- EXERCISES TO COMPLETE:
a) From the review of The Orchestrion Project, extract the passage from "Having said that, the" up to and including "what’s to come.", copied word for word.
b) Answer these questions from the review of The Orchestrion Project:
(i) Where was the film that this album accompanies made?
(ii) How long is the track "Orchestrion"?
(iii) In what order did the suite end up sequenced?

─── DOCUMENT

The Orchestrion Project is the soundtrack to a film made in the vacant Brooklyn church where Metheny rehearsed with his machines. He recorded it following the tour in support of the original album, interspersing the entire suite with versions of a few Metheny standards, a brief Ornette Coleman tune and two improvisations. The latter two tracks are especially significant, as they prove this music does not have to sound mechanical, but can be quite lively and expressive.

Having said that, the five sections of the suite stick closely to the arrangements on the 2010 album, aside from some extra percussive accents here and there. They do, however, sound a little more open, perhaps due to the acoustics of the church, which make the rousing final section of the 16-minute “Orchestrion” more vital and dreamlike. The gentle “Soul Search” breathes a little more, too. Like other tracks, it moves along guided more by cymbals than drums but doesn’t sound spare. The first of the improvisations opens the whole set with a bluesy groove over a tambourine rhythm. Spare as it sounds, it presents a different side of the guitarist and a preamble for what’s to come.

“Improvisation 2” features loops of guitar tracks that continually change shape, utilizing stereo panning and backwards effects. The medley of “80/81-Broadway Blues” finds the percussion following the guitar’s melody and splattering accents. It feels like a live, precise drummer and inspires Metheny to get noisy on the fretboard. Conversely, “Stranger in Town” evokes ’80s new wave with a beat that could have come from a drum machine of that era.

Metheny originally intended to have the entire suite on one of the album’s two discs, but in a different order than on the previous release. Through a fate-changing accident explained in the liner notes, it became sequenced alphabetically, which actually makes the whole program more compelling. While it’s tempting to listen to the album to pick apart various pieces of the Orchestrion, the music doesn’t rely on novelty or gimmick to make an impression. The melodies stand on their own as strong works.

──────
─── INFORMATION GIVEN

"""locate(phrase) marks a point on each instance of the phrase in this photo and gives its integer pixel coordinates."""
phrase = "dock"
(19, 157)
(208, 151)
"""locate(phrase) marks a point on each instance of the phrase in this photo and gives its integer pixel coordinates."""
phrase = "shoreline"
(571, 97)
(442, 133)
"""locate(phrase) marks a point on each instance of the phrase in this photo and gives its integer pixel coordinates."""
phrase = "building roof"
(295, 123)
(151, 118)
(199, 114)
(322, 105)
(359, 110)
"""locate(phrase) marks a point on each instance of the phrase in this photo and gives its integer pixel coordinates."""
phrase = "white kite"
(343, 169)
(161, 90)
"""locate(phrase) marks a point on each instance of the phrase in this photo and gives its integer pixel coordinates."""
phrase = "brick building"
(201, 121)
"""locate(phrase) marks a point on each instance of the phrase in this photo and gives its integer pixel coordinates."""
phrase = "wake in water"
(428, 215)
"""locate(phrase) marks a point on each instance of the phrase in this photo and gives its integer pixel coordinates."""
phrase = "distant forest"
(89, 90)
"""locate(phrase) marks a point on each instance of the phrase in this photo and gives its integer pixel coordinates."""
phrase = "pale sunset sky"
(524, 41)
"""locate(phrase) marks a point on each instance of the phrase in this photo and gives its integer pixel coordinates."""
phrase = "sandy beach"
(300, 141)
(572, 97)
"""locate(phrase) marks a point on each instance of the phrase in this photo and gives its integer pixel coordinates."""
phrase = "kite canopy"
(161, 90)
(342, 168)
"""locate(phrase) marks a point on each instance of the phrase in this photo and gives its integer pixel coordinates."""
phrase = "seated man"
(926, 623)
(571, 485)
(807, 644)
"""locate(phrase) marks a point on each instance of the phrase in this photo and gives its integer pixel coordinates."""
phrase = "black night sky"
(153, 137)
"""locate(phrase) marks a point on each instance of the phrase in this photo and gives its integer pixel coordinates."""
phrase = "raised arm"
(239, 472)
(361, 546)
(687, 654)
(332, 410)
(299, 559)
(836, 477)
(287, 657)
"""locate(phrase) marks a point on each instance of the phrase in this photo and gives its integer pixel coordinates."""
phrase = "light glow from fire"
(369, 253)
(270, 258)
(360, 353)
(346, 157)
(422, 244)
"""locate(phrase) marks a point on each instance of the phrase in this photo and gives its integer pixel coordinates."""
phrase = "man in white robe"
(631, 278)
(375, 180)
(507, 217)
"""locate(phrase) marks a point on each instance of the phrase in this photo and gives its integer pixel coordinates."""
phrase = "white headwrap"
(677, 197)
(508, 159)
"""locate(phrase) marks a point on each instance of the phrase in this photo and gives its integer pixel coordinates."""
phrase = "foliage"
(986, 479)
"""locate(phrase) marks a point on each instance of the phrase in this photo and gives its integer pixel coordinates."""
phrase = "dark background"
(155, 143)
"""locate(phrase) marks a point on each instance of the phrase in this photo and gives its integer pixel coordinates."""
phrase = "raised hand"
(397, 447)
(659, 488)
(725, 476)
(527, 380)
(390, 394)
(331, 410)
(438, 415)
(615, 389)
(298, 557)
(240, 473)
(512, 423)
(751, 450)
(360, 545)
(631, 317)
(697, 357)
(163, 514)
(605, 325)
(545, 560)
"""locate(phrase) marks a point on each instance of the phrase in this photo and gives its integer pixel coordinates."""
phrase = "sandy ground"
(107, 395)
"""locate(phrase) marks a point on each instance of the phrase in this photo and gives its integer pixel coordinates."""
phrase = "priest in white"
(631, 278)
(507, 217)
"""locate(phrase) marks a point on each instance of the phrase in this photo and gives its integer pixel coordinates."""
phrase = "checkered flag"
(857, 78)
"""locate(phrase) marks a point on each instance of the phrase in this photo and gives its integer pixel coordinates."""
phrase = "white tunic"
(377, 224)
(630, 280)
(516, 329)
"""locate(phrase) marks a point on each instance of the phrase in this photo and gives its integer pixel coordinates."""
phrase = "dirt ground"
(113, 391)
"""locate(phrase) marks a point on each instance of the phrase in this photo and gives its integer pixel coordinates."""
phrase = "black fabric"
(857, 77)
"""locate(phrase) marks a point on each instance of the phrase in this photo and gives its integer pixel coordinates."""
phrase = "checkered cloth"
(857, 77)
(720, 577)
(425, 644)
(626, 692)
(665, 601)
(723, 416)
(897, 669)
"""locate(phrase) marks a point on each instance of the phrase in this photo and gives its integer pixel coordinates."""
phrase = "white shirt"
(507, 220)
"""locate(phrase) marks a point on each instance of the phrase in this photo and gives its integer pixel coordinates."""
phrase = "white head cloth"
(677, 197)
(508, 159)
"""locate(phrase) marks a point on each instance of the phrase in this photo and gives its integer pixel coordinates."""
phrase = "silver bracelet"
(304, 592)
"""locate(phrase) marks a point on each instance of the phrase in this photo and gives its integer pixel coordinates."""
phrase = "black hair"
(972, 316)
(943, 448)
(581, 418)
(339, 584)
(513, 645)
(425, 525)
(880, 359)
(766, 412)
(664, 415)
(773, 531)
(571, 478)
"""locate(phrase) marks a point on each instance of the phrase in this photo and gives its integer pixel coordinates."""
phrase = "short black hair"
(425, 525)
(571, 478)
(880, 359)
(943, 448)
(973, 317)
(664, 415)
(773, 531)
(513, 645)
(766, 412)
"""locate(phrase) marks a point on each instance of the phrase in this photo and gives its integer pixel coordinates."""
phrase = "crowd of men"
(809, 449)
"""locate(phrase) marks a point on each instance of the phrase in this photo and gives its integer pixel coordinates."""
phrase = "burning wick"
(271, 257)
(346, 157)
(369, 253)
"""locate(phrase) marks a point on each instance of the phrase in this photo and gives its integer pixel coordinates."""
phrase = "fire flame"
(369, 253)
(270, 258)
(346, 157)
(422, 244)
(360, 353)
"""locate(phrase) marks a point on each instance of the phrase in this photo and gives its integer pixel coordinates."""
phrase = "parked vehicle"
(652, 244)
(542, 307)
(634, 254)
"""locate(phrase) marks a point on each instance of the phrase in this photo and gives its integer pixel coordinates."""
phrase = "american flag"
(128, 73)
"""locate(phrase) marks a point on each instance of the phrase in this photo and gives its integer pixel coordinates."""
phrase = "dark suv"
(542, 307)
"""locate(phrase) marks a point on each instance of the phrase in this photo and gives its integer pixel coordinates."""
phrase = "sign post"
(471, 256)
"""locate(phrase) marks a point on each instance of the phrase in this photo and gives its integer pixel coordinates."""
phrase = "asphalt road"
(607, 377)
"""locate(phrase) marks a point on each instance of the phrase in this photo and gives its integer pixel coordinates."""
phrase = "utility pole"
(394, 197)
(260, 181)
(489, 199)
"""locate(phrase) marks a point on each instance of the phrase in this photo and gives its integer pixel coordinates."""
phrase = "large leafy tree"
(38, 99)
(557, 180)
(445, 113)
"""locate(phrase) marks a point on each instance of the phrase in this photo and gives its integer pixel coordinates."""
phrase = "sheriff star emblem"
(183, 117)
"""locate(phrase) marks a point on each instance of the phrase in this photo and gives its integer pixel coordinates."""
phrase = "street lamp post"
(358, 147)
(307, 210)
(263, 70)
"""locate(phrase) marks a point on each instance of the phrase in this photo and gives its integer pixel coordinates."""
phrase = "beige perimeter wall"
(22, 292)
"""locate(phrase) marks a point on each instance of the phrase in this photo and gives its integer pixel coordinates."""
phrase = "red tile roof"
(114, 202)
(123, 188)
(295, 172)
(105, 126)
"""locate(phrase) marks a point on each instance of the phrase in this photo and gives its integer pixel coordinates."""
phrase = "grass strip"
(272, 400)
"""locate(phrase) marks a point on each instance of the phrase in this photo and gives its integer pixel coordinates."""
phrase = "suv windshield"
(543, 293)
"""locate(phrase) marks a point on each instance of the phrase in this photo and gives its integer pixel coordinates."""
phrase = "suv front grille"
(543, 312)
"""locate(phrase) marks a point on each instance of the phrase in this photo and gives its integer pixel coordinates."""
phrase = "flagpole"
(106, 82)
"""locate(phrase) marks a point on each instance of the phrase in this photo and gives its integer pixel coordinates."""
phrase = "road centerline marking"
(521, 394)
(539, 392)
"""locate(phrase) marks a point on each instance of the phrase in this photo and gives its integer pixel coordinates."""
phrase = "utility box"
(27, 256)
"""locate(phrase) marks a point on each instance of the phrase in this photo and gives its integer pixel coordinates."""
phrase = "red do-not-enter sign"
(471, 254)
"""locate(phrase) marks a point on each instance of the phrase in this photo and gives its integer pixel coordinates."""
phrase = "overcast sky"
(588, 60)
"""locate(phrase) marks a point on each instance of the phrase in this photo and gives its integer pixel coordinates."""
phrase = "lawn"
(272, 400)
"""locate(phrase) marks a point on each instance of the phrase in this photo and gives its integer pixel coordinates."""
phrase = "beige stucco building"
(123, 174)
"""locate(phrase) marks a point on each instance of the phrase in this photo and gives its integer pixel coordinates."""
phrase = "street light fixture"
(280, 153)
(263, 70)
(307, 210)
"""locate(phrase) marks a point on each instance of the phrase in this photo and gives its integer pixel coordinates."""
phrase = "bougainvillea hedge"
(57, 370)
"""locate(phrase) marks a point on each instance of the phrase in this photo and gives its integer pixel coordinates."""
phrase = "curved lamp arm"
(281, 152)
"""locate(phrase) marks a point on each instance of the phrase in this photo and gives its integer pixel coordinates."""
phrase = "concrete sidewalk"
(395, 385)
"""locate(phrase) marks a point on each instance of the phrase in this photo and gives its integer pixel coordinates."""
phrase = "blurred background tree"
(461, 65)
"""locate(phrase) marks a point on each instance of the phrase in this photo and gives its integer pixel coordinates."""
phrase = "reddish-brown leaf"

──────

- SOLUTIONS TO EACH TASK:
a)
Having said that, the five sections of the suite stick closely to the arrangements on the 2010 album, aside from some extra percussive accents here and there. They do, however, sound a little more open, perhaps due to the acoustics of the church, which make the rousing final section of the 16-minute “Orchestrion” more vital and dreamlike. The gentle “Soul Search” breathes a little more, too. Like other tracks, it moves along guided more by cymbals than drums but doesn’t sound spare. The first of the improvisations opens the whole set with a bluesy groove over a tambourine rhythm. Spare as it sounds, it presents a different side of the guitarist and a preamble for what’s to come.

b)
(i) In the vacant Brooklyn church where Metheny rehearsed with his machines.
(ii) 16 minutes.
(iii) Alphabetically.